(Natural language region descriptions)
┌──

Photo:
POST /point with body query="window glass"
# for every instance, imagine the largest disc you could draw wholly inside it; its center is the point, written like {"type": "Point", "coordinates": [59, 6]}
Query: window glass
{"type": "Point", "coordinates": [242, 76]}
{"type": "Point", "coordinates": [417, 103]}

└──

• About this exercise: Go through the records above and repeat each one exactly.

• Task response:
Photo:
POST /point with body query="window glass"
# for every instance, imagine the largest disc you could draw wholly inside it; its center is the point, written like {"type": "Point", "coordinates": [59, 6]}
Query: window glass
{"type": "Point", "coordinates": [242, 76]}
{"type": "Point", "coordinates": [417, 103]}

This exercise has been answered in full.